## RECORDS TO PROCESS:
——————

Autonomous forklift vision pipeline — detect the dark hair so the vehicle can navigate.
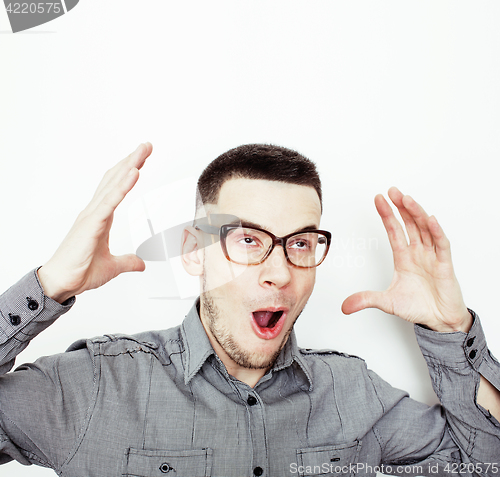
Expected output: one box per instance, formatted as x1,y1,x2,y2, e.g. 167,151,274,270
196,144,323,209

——————

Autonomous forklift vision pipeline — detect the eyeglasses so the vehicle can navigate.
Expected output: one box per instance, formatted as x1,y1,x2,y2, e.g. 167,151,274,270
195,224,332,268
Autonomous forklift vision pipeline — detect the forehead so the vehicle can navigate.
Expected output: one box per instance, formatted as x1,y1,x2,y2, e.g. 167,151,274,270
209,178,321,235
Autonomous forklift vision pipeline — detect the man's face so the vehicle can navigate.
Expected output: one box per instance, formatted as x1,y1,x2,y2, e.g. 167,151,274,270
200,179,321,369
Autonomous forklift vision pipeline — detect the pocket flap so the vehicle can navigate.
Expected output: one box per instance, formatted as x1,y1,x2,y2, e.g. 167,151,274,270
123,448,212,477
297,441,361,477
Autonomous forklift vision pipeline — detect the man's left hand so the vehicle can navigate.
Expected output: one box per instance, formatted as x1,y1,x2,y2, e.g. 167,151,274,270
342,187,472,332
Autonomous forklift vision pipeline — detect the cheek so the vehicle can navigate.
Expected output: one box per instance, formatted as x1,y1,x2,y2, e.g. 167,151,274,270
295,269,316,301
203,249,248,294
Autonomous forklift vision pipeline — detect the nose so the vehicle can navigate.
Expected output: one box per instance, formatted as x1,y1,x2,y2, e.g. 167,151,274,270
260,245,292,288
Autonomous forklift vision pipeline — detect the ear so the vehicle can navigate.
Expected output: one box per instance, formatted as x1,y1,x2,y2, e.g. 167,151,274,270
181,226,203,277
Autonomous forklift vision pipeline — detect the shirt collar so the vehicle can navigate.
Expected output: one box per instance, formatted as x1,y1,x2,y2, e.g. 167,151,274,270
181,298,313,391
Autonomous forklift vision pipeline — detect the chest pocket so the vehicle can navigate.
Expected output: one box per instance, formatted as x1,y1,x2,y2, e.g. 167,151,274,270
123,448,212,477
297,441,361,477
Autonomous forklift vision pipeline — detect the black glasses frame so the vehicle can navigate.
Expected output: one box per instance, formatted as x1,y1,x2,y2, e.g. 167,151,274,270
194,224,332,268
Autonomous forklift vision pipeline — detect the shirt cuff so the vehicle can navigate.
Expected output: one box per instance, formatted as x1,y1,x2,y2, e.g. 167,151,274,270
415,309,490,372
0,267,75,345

——————

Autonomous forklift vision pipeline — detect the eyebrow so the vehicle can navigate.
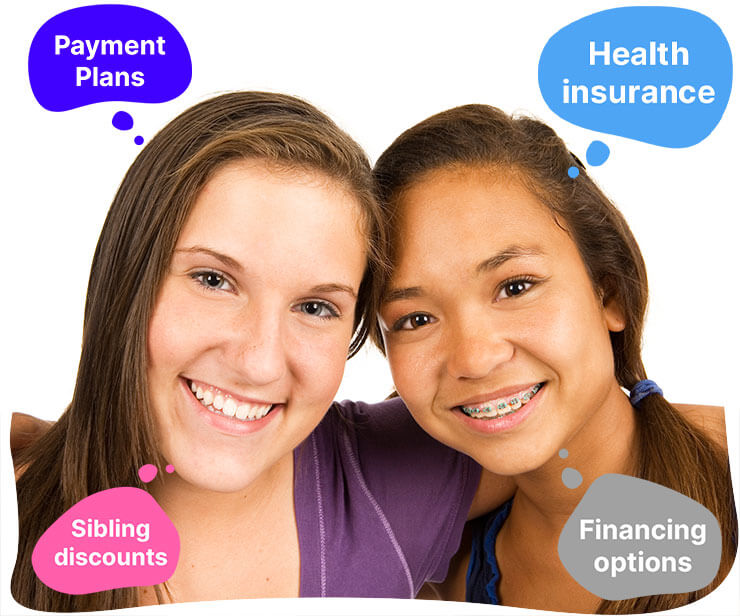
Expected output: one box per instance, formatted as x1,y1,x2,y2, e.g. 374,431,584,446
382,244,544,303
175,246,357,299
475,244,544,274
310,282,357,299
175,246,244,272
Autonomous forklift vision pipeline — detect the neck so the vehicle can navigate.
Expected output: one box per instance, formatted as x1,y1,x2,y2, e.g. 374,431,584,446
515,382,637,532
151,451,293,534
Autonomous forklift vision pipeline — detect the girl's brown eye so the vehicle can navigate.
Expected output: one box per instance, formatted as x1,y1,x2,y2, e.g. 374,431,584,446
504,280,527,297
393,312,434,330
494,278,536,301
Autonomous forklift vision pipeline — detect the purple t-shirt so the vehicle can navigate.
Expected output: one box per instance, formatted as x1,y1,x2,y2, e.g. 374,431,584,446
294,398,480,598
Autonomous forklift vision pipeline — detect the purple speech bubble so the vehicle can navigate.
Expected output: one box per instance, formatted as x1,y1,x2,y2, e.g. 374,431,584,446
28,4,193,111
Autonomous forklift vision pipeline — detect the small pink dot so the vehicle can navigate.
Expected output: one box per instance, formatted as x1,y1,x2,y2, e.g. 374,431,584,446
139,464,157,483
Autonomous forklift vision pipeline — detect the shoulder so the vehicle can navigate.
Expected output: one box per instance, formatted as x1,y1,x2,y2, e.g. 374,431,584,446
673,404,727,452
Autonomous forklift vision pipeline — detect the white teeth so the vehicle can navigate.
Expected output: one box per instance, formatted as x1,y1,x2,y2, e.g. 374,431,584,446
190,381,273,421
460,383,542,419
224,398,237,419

——————

## WRITTEN PROBLEM:
Copy the material above word for word, from the line with "Autonomous forklift vision pipeline — detect the chest" up to and including the line with "194,224,332,268".

## EXPECTED ANSWER:
Autonomous forklift vision pipeline — detect the chest pocket so the vehicle can navigate.
Expected output: one box per instance, formatted as x1,y1,x2,y2, e.g. 167,151,274,270
123,448,212,477
297,441,361,477
Autonomous forklift vision pipeline — detect the black glasses frame so the vehicle can navigate.
Expected output: one box per instance, formatted as x1,y1,x2,y2, e.g. 167,151,274,270
194,224,332,268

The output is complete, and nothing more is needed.